## Problem description
Reprint the listing. Every line must match the original exactly.

## Data under study
──────────────────────────────

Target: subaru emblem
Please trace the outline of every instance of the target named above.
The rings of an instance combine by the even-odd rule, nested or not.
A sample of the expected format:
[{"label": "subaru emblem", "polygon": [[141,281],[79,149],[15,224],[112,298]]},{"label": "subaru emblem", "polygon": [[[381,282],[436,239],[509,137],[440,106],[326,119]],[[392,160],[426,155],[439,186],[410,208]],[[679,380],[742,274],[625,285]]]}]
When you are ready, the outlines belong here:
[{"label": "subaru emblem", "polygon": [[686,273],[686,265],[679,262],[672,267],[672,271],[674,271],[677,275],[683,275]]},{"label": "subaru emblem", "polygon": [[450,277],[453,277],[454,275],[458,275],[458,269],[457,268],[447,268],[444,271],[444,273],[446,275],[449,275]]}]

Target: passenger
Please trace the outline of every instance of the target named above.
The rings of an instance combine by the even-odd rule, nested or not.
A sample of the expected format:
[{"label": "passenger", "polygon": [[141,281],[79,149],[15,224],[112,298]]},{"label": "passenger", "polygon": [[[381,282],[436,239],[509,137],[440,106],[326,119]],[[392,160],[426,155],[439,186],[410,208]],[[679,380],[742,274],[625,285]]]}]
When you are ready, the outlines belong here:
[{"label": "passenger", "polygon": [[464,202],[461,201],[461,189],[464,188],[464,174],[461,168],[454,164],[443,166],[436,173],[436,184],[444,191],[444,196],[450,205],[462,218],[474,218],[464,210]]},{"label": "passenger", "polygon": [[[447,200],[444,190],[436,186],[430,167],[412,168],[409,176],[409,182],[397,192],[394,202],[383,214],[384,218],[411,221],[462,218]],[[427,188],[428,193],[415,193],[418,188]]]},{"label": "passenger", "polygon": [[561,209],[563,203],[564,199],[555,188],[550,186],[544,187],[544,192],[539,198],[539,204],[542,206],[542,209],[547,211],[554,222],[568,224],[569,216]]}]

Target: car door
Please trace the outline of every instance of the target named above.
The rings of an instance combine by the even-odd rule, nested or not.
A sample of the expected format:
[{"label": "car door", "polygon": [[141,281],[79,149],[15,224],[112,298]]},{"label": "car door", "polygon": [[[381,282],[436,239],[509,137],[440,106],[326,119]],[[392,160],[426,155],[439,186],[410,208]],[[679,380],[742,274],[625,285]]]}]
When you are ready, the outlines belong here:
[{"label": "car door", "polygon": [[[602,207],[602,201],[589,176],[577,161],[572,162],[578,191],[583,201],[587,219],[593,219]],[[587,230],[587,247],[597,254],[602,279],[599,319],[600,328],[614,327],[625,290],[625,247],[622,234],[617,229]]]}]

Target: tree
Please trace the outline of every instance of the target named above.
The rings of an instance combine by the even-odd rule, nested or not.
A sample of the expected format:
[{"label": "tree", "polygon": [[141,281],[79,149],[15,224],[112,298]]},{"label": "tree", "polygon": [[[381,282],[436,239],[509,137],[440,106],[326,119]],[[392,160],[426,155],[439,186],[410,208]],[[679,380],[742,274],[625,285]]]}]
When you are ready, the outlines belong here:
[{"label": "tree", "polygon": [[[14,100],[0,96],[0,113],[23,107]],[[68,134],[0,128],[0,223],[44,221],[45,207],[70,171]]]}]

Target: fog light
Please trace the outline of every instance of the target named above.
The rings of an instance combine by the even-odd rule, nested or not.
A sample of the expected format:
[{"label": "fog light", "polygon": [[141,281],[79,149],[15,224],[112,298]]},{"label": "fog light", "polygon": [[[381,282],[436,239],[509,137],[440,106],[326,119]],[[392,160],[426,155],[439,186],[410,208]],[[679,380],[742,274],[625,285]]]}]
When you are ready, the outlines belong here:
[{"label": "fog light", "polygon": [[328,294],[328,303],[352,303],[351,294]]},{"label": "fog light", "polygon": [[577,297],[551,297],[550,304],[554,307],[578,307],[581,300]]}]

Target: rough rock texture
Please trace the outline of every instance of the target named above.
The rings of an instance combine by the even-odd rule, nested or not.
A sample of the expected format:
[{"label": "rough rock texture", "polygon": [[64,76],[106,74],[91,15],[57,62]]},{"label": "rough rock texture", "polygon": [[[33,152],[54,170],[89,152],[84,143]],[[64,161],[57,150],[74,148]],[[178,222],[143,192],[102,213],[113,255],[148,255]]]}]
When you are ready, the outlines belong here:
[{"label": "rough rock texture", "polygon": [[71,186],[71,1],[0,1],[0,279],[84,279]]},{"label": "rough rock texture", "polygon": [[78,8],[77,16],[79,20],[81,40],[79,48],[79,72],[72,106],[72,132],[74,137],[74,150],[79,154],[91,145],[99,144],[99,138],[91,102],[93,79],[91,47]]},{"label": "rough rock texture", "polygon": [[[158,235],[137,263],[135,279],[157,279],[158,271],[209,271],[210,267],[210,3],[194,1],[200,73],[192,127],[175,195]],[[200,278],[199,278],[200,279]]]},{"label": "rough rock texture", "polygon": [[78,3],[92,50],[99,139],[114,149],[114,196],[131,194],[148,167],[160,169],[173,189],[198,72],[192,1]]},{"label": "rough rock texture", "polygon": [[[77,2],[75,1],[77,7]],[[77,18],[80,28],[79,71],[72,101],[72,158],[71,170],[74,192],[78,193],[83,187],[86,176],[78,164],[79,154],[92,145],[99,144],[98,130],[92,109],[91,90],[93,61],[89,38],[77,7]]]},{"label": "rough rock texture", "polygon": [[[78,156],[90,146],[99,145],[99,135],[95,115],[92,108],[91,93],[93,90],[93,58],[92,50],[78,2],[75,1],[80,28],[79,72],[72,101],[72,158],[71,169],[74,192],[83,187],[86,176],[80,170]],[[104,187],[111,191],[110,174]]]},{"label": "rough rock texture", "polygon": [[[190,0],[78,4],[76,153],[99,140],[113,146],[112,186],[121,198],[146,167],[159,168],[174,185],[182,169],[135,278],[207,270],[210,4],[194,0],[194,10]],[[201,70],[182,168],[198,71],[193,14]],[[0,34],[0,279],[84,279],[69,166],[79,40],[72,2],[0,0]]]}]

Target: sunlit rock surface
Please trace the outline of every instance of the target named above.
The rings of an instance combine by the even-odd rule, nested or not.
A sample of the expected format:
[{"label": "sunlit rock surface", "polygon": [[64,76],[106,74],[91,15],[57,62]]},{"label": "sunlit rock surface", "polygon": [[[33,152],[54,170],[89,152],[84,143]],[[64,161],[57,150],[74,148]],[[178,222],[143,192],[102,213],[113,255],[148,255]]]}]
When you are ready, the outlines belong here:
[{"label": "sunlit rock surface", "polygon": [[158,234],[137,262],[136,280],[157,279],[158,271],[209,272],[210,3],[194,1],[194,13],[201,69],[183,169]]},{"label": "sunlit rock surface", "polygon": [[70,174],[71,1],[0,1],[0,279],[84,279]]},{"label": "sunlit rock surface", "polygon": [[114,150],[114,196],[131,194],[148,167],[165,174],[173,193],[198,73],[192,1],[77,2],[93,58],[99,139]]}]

──────────────────────────────

## Output for this task
Target: subaru emblem
Please trace the outline of every instance of the target named above.
The rings of an instance combine by the even-odd rule, nested or not.
A sample of the expected format:
[{"label": "subaru emblem", "polygon": [[141,281],[79,149],[15,224],[112,298]]},{"label": "subaru emblem", "polygon": [[[381,282],[436,239],[509,137],[440,106],[326,119]],[[392,160],[426,155],[439,186],[410,208]],[[679,380],[742,274],[625,285]]]}]
When you are ready, the outlines belong here:
[{"label": "subaru emblem", "polygon": [[686,273],[686,265],[679,262],[672,267],[672,271],[674,271],[677,275],[683,275]]},{"label": "subaru emblem", "polygon": [[450,277],[453,277],[454,275],[458,275],[458,269],[457,268],[447,268],[444,271],[444,273],[446,275],[449,275]]}]

Target: passenger
Please trace the outline of every instance of the target named above.
The rings of an instance combine by the even-odd rule, nested or not.
A sample of the expected format:
[{"label": "passenger", "polygon": [[141,281],[79,149],[15,224],[112,298]]},{"label": "passenger", "polygon": [[[381,282],[436,239],[509,137],[440,106],[326,119]],[[392,160],[426,155],[439,186],[410,208]],[[679,380],[742,274],[625,285]]]}]
When you are ready, the outlines belong here:
[{"label": "passenger", "polygon": [[464,202],[461,201],[461,189],[464,188],[464,174],[461,168],[454,164],[443,166],[436,173],[436,184],[444,191],[444,196],[450,205],[462,218],[474,218],[464,210]]},{"label": "passenger", "polygon": [[[447,200],[444,190],[436,186],[430,167],[412,168],[409,176],[409,182],[397,192],[394,202],[383,214],[384,218],[411,221],[462,218]],[[427,188],[428,193],[415,193],[418,188]]]},{"label": "passenger", "polygon": [[561,209],[563,203],[564,199],[555,188],[550,186],[544,187],[544,192],[539,198],[539,204],[542,206],[542,209],[547,211],[554,222],[568,224],[569,216]]}]

Target: car door
Please trace the outline of every instance of the target named above.
The rings of an instance combine by the even-odd rule, nested or not.
A sample of the expected format:
[{"label": "car door", "polygon": [[141,281],[79,149],[15,224],[112,298]]},{"label": "car door", "polygon": [[[381,282],[436,239],[509,137],[440,106],[326,119]],[[392,160],[426,155],[439,186],[410,208]],[[679,380],[742,274],[625,285]]]}]
When you are ready, the outlines belong here:
[{"label": "car door", "polygon": [[[602,207],[602,201],[589,176],[577,161],[572,162],[578,191],[583,201],[587,219],[593,219]],[[587,230],[587,247],[597,254],[602,279],[599,319],[600,328],[614,327],[625,290],[625,247],[622,234],[617,229]]]}]

Target: tree
Please trace the outline of every instance of the target named above.
The rings of an instance combine by the even-odd rule, nested or not.
A sample of the expected format:
[{"label": "tree", "polygon": [[141,281],[79,149],[15,224],[112,298]]},{"label": "tree", "polygon": [[[381,282],[436,239],[509,137],[440,106],[326,119]],[[392,160],[426,155],[439,186],[410,208]],[[679,380],[742,274],[625,285]]]}]
When you are ready, the outlines belong here:
[{"label": "tree", "polygon": [[[14,100],[0,96],[0,113],[23,107]],[[68,134],[0,128],[0,223],[44,221],[45,207],[70,171]]]}]

Target: fog light
Please trace the outline of every instance of the target named above.
The rings of an instance combine by the even-odd rule, nested or not.
A sample of the expected format:
[{"label": "fog light", "polygon": [[141,281],[79,149],[15,224],[112,298]]},{"label": "fog light", "polygon": [[[381,282],[436,239],[509,137],[440,106],[326,119]],[[392,160],[426,155],[439,186],[410,208]],[[679,380],[742,274],[625,285]]]}]
When you are ready, the outlines belong here:
[{"label": "fog light", "polygon": [[328,294],[328,303],[352,303],[351,294]]},{"label": "fog light", "polygon": [[577,297],[551,297],[550,304],[554,307],[578,307],[581,300]]}]

Target: rough rock texture
Please trace the outline of every instance of the target named above.
The rings of an instance combine by the even-odd rule, nested or not.
A sample of the expected format:
[{"label": "rough rock texture", "polygon": [[64,76],[106,74],[91,15],[57,62]]},{"label": "rough rock texture", "polygon": [[[33,152],[54,170],[89,152],[84,143]],[[64,161],[57,150],[74,148]],[[178,222],[143,192],[102,213],[113,255],[148,255]]]}]
When you are ready, the outlines belong here:
[{"label": "rough rock texture", "polygon": [[71,186],[71,1],[0,1],[0,279],[84,279]]},{"label": "rough rock texture", "polygon": [[78,8],[77,16],[79,20],[81,40],[79,48],[79,72],[72,106],[72,132],[74,137],[74,150],[79,154],[91,145],[99,144],[99,138],[91,102],[93,79],[91,47]]},{"label": "rough rock texture", "polygon": [[[158,235],[137,263],[135,279],[157,279],[158,271],[209,271],[210,267],[210,3],[194,1],[200,73],[192,127],[175,195]],[[200,278],[199,278],[200,279]]]},{"label": "rough rock texture", "polygon": [[78,3],[92,50],[99,139],[114,149],[114,196],[131,194],[148,167],[160,169],[173,189],[198,72],[192,1]]},{"label": "rough rock texture", "polygon": [[[77,2],[75,1],[77,7]],[[77,18],[80,28],[79,71],[72,101],[72,158],[71,170],[74,192],[78,193],[83,187],[86,176],[78,164],[79,154],[92,145],[99,144],[98,130],[92,109],[91,90],[93,61],[89,38],[77,7]]]},{"label": "rough rock texture", "polygon": [[[78,156],[90,146],[99,145],[99,135],[95,115],[92,108],[91,93],[93,90],[93,58],[92,50],[78,2],[75,1],[80,28],[79,72],[72,101],[72,158],[71,169],[74,192],[83,187],[86,176],[80,170]],[[104,187],[111,191],[110,174]]]},{"label": "rough rock texture", "polygon": [[[190,0],[78,4],[76,153],[99,140],[113,146],[112,186],[121,198],[146,167],[159,168],[174,185],[182,169],[135,278],[207,270],[210,4],[194,0],[194,10]],[[201,70],[182,168],[198,71],[193,14]],[[0,34],[0,279],[84,279],[69,166],[79,40],[72,2],[0,0]]]}]

Target: sunlit rock surface
Please trace the outline of every instance of the target named above.
The rings of an instance combine by the even-odd rule, nested or not.
A sample of the expected format:
[{"label": "sunlit rock surface", "polygon": [[64,76],[106,74],[91,15],[57,62]]},{"label": "sunlit rock surface", "polygon": [[[33,152],[54,170],[89,152],[84,143]],[[64,161],[57,150],[74,148]],[[178,222],[143,192],[102,213],[113,255],[148,255]]]}]
When you are ready, the outlines belong here:
[{"label": "sunlit rock surface", "polygon": [[158,234],[137,262],[136,280],[157,279],[158,271],[209,272],[210,3],[194,1],[194,13],[201,69],[183,169]]},{"label": "sunlit rock surface", "polygon": [[70,174],[71,1],[0,1],[0,279],[84,279]]},{"label": "sunlit rock surface", "polygon": [[114,150],[114,196],[131,194],[148,167],[165,174],[173,193],[198,73],[192,1],[77,2],[93,58],[99,139]]}]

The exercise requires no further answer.